Required action:
Copy out the interview passage below on Bermuda's public-education system word for word, from start to finish.

Of those three goals, is the public-education system meeting them? Why or why not?
Grant: There are many good and committed teachers, principals and educators working within our system, as well as students who are doing well. But it’s also clear on many levels that our public system could be doing a significantly better job in preparing all of our students. Almost five years ago, the Hopkins Report revealed that the education system was “on the brink of meltdown.” Two years ago, the Bermuda First Report issued “a call to action,” stating “Education is justifiably one of the top priorities of Bermuda’s government.” It connected educational opportunity for individual Bermudians with “economic growth, fewer drains on government resources and improved social outcomes such as lower crime rates.” Due to the high dropout rate, Professor Mincy’s 2009 report on young black males highlighted the fundamental importance of keeping young black Bermudian men in school. The report identified a clear correlation between “education attainment gaps” and lower income levels and unemployment. In addition, the lack of a proper technical/vocational curriculum has meant that we’ve had to bring in large numbers of non-Bermudians to work as chefs, masons, carpenters—good jobs that could easily be filled by capable Bermudians if they had the right skills and training. The message couldn’t be clearer. But with few exceptions, the Hopkins recommendations have not been implemented and education reform has not been carried out. Yet the individual success of our students, the stability of our communities and the secure future of our country all depend on getting this done.

Information given:

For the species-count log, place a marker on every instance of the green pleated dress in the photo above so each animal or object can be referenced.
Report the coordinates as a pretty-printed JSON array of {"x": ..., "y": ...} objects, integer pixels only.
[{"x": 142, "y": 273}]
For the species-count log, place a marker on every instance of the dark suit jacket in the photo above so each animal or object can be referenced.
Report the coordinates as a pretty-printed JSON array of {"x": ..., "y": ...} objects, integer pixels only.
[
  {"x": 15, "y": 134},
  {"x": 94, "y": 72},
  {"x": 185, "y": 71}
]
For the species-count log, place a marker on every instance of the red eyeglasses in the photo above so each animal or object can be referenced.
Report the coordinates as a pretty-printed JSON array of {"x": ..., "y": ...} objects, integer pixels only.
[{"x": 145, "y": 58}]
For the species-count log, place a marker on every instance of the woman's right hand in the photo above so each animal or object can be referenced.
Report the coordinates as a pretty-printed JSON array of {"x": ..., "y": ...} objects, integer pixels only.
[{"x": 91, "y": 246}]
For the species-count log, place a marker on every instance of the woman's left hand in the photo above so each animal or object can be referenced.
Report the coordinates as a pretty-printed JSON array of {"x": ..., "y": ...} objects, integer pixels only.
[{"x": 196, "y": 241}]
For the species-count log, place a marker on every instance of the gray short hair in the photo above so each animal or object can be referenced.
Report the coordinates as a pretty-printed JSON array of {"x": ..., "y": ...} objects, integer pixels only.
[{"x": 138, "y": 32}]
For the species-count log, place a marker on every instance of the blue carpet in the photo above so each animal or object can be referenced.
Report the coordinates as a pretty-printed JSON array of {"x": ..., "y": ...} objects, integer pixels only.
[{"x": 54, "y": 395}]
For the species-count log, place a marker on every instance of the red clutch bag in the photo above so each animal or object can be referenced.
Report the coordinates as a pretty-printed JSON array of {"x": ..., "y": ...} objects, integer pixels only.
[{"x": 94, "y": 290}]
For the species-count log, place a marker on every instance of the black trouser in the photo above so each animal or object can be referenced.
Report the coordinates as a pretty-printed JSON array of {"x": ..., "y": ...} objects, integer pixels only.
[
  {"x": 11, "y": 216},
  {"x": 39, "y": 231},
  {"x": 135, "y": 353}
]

Result below:
Of those three goals, is the public-education system meeting them? Why or why not?
Grant: There are many good and committed teachers, principals and educators working within our system, as well as students who are doing well. But it’s also clear on many levels that our public system could be doing a significantly better job in preparing all of our students. Almost five years ago, the Hopkins Report revealed that the education system was “on the brink of meltdown.” Two years ago, the Bermuda First Report issued “a call to action,” stating “Education is justifiably one of the top priorities of Bermuda’s government.” It connected educational opportunity for individual Bermudians with “economic growth, fewer drains on government resources and improved social outcomes such as lower crime rates.” Due to the high dropout rate, Professor Mincy’s 2009 report on young black males highlighted the fundamental importance of keeping young black Bermudian men in school. The report identified a clear correlation between “education attainment gaps” and lower income levels and unemployment. In addition, the lack of a proper technical/vocational curriculum has meant that we’ve had to bring in large numbers of non-Bermudians to work as chefs, masons, carpenters—good jobs that could easily be filled by capable Bermudians if they had the right skills and training. The message couldn’t be clearer. But with few exceptions, the Hopkins recommendations have not been implemented and education reform has not been carried out. Yet the individual success of our students, the stability of our communities and the secure future of our country all depend on getting this done.